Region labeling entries
· · · ·
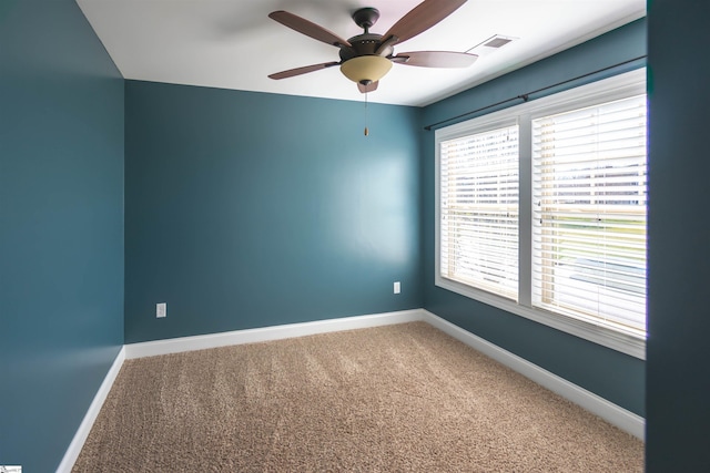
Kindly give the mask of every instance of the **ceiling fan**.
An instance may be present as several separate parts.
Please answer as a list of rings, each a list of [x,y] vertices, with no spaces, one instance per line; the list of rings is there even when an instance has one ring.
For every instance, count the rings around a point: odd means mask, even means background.
[[[353,13],[355,23],[365,30],[348,40],[287,11],[278,10],[268,14],[273,20],[339,49],[339,61],[323,62],[290,69],[268,75],[271,79],[286,79],[334,65],[353,82],[362,93],[377,89],[379,80],[392,69],[392,64],[417,65],[422,68],[467,68],[478,58],[476,54],[452,51],[414,51],[395,54],[394,45],[428,30],[466,0],[424,0],[402,17],[385,34],[371,33],[369,29],[379,18],[375,8],[361,8]]]

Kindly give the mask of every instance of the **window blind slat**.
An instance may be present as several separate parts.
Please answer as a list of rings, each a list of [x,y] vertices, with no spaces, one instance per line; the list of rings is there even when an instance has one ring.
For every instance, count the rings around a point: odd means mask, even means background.
[[[440,143],[440,273],[517,300],[518,127]]]
[[[646,329],[646,97],[532,121],[532,304]]]

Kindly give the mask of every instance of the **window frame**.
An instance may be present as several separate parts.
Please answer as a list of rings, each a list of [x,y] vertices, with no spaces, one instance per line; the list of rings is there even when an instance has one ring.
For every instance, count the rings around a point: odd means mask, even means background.
[[[557,330],[592,341],[600,346],[646,359],[647,333],[616,330],[570,316],[532,307],[532,120],[600,103],[647,94],[646,68],[580,85],[508,109],[480,115],[435,131],[435,286],[466,296],[507,312],[552,327]],[[440,146],[443,141],[455,140],[500,123],[516,121],[519,141],[519,241],[518,241],[518,302],[444,278],[440,273]],[[647,210],[648,212],[648,210]]]

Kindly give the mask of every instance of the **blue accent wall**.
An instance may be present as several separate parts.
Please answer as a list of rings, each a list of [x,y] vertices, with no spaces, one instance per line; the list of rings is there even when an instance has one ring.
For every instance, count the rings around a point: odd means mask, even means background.
[[[655,0],[649,29],[648,472],[710,471],[710,3]]]
[[[538,61],[453,97],[429,105],[424,123],[434,124],[469,111],[525,94],[582,74],[635,60],[646,54],[646,20],[620,29]],[[643,59],[623,66],[574,81],[544,94],[599,80],[645,65]],[[508,103],[511,106],[521,101]],[[504,106],[499,106],[501,109]],[[490,109],[484,113],[490,113]],[[469,115],[466,120],[477,116]],[[462,119],[458,119],[462,121]],[[455,121],[447,122],[447,124]],[[582,340],[523,317],[480,304],[434,285],[435,247],[435,145],[434,132],[423,133],[423,244],[424,307],[470,332],[516,353],[594,393],[639,415],[645,413],[645,362],[618,351]]]
[[[420,110],[367,115],[126,81],[125,342],[422,307]]]
[[[123,79],[71,0],[0,1],[0,464],[59,465],[123,343]]]

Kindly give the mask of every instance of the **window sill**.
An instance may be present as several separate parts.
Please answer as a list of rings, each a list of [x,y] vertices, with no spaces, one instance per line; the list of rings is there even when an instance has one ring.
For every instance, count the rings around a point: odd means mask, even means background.
[[[488,306],[493,306],[497,309],[525,317],[526,319],[574,335],[575,337],[579,337],[602,347],[646,360],[646,339],[630,331],[623,332],[613,330],[581,319],[575,319],[568,316],[549,312],[547,310],[527,307],[517,304],[514,300],[471,288],[440,276],[436,277],[435,285]]]

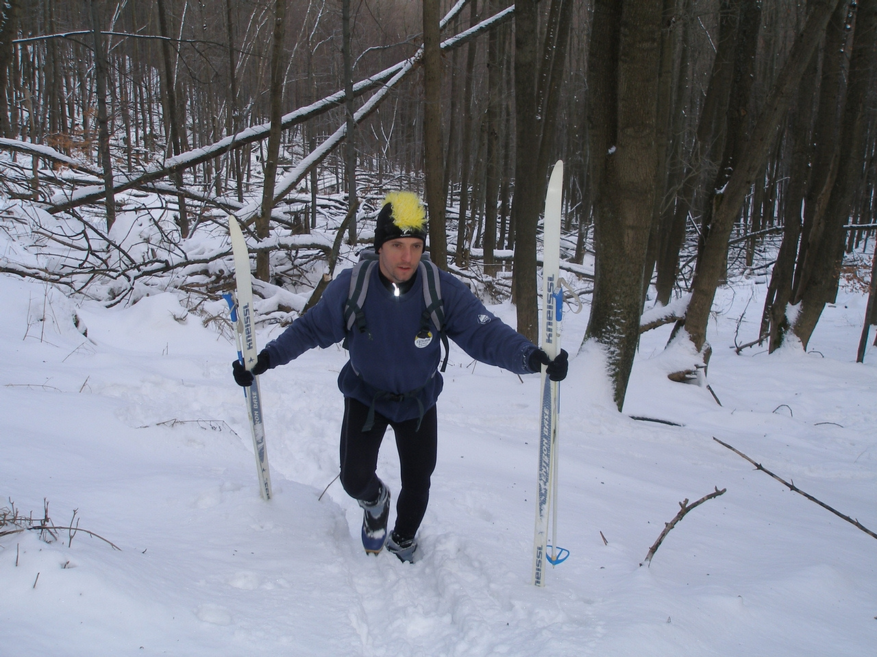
· · · ·
TASK DIRECTIONS: Rewrite the entries from the line containing "Kindly give the mask of every instance of the **blue" through the line containing "[[[123,79],[71,0],[0,1],[0,464],[59,465],[123,343]]]", both included, adding -147 to every vertex coordinate in the answers.

RIGHT ANSWER:
Kindly give the mask of every instance of the **blue accent wall**.
An instance may be present as several separate parts.
Please answer as a list of rings, each a list of [x,y] vertices, with no spaces, one instance per line; the list of rings is there even when an instance has one ring.
For every instance, count the rings around a point: odd means mask, even means background.
[[[508,-147],[502,-118],[501,325],[563,324],[563,-144]]]
[[[391,-86],[306,-50],[282,-42],[277,-24],[287,-23],[322,-36],[378,-53],[435,-73],[488,-87],[499,-93],[499,-127],[473,-118]],[[496,-88],[476,-81],[427,-66],[397,-53],[452,-67],[498,-82]],[[361,-44],[364,-41],[374,-46]],[[357,-41],[352,-41],[354,-38]],[[343,-38],[337,-34],[343,-34]],[[322,-32],[319,-27],[330,-31]],[[315,-28],[311,-28],[315,-26]],[[308,-26],[300,-25],[300,-23]],[[435,193],[376,170],[333,157],[287,138],[288,100],[288,-2],[287,-15],[276,-14],[276,97],[277,160],[323,185],[369,206],[447,246],[492,268],[498,266],[498,215],[471,204]]]
[[[273,-37],[220,-32],[-21,-66],[-22,195],[275,160]]]
[[[-24,-68],[-76,-147],[-147,-146],[-147,317],[-88,318],[-24,196]]]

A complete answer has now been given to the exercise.